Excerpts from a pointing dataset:

══════════════════════════════

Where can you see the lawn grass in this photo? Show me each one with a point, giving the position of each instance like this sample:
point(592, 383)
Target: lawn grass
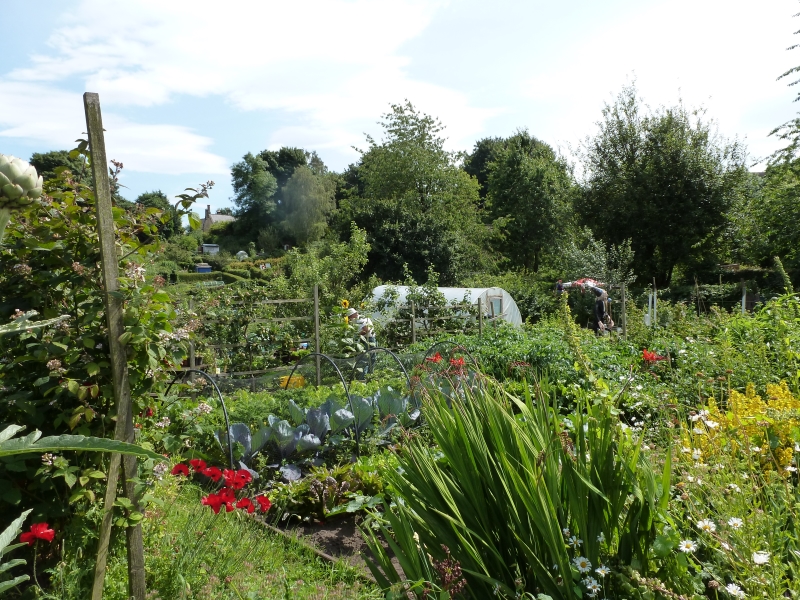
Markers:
point(192, 553)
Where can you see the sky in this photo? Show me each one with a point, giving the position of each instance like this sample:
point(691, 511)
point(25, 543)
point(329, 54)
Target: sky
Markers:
point(187, 87)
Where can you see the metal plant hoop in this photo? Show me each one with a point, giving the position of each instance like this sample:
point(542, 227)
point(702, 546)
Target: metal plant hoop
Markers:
point(221, 401)
point(344, 385)
point(375, 351)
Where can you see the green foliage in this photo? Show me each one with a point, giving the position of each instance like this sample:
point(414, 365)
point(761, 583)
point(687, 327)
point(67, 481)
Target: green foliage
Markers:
point(309, 200)
point(504, 466)
point(418, 207)
point(530, 198)
point(664, 180)
point(58, 380)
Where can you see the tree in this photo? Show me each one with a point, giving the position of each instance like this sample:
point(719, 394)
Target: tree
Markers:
point(171, 220)
point(483, 155)
point(530, 198)
point(254, 188)
point(418, 207)
point(46, 164)
point(309, 199)
point(662, 179)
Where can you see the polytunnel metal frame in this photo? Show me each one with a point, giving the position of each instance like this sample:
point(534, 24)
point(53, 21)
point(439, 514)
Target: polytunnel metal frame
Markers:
point(221, 401)
point(375, 350)
point(344, 384)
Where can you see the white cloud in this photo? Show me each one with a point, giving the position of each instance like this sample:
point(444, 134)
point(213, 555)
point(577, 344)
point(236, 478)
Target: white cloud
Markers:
point(332, 66)
point(722, 56)
point(42, 113)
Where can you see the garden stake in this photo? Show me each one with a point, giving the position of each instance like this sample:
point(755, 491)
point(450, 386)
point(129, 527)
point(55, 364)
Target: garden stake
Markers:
point(123, 430)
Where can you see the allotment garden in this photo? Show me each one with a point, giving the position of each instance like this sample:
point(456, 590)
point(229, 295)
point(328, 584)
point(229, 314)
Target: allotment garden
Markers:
point(536, 461)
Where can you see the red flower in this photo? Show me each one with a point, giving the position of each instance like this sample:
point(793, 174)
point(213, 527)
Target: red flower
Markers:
point(214, 501)
point(180, 469)
point(651, 357)
point(264, 502)
point(213, 473)
point(236, 479)
point(198, 464)
point(39, 531)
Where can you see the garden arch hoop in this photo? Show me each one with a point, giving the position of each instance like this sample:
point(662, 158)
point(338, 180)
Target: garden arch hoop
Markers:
point(320, 355)
point(221, 401)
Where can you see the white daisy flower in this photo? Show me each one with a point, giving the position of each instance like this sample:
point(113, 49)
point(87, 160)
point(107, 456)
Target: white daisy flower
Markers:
point(706, 525)
point(734, 590)
point(583, 564)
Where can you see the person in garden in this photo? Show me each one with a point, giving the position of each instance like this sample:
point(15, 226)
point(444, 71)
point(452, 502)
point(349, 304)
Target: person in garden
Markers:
point(363, 325)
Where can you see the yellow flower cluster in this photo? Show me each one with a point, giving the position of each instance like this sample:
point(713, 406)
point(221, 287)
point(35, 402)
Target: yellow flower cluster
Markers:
point(761, 429)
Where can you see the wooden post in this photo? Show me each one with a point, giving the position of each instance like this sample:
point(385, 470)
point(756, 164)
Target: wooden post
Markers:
point(480, 317)
point(744, 297)
point(316, 332)
point(655, 304)
point(123, 430)
point(413, 324)
point(191, 346)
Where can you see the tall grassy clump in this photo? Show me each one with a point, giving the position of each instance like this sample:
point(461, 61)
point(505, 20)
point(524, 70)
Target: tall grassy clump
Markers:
point(521, 500)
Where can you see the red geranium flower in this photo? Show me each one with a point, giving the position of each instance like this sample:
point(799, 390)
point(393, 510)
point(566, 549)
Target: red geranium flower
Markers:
point(236, 479)
point(39, 531)
point(213, 473)
point(651, 357)
point(198, 464)
point(214, 501)
point(264, 502)
point(180, 469)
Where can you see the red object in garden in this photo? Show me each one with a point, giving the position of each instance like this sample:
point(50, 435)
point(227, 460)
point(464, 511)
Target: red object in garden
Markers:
point(651, 357)
point(236, 479)
point(39, 531)
point(180, 469)
point(264, 502)
point(213, 473)
point(198, 464)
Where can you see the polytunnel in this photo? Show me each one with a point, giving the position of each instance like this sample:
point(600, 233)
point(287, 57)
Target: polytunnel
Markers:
point(495, 302)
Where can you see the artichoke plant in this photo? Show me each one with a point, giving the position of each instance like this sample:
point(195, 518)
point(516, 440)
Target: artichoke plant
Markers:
point(20, 185)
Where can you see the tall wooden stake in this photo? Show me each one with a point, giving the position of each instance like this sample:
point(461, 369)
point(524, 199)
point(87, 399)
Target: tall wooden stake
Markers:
point(123, 430)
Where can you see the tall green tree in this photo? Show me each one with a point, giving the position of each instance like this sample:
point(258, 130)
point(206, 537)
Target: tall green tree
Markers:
point(418, 206)
point(663, 179)
point(171, 220)
point(254, 189)
point(530, 198)
point(309, 200)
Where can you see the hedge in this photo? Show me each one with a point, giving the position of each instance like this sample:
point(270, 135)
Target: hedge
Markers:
point(213, 276)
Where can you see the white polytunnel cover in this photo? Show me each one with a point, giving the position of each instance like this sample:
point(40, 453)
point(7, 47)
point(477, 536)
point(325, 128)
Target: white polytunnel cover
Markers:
point(495, 301)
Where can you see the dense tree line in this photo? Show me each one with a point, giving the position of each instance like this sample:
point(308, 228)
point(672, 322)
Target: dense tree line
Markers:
point(658, 189)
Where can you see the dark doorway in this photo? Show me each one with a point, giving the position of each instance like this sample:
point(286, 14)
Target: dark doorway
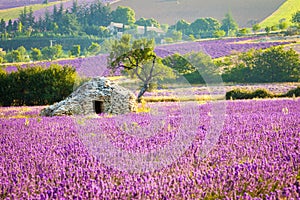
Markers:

══════════════════════════════

What the exercise asks –
Please copy the items word for word, starting at the line that contains "Where can you see the hedge" and ending at the final line of the items. Leave out the pictures.

Output of the task –
Where can you see the hedge in this photo? Show me each one with a point, giving the position of each instance like this sample:
point(270, 135)
Target: hedge
Markers:
point(213, 276)
Where can you see the white polytunnel cover in this photo? Show me each one with a point, giving the position of each instance like this sample:
point(40, 453)
point(7, 47)
point(477, 536)
point(325, 128)
Target: white polytunnel cover
Markers:
point(495, 301)
Where can you see the dense tree line in this photo? Show me each one with a point, giving the position of each instance like this sample:
point(308, 228)
point(672, 322)
Target: dense tree line
Markers:
point(658, 189)
Where can you see the dark doorway in this photo? Show me each one with a point, giving the position of each instance like this sample:
point(286, 14)
Target: dark doorway
Markers:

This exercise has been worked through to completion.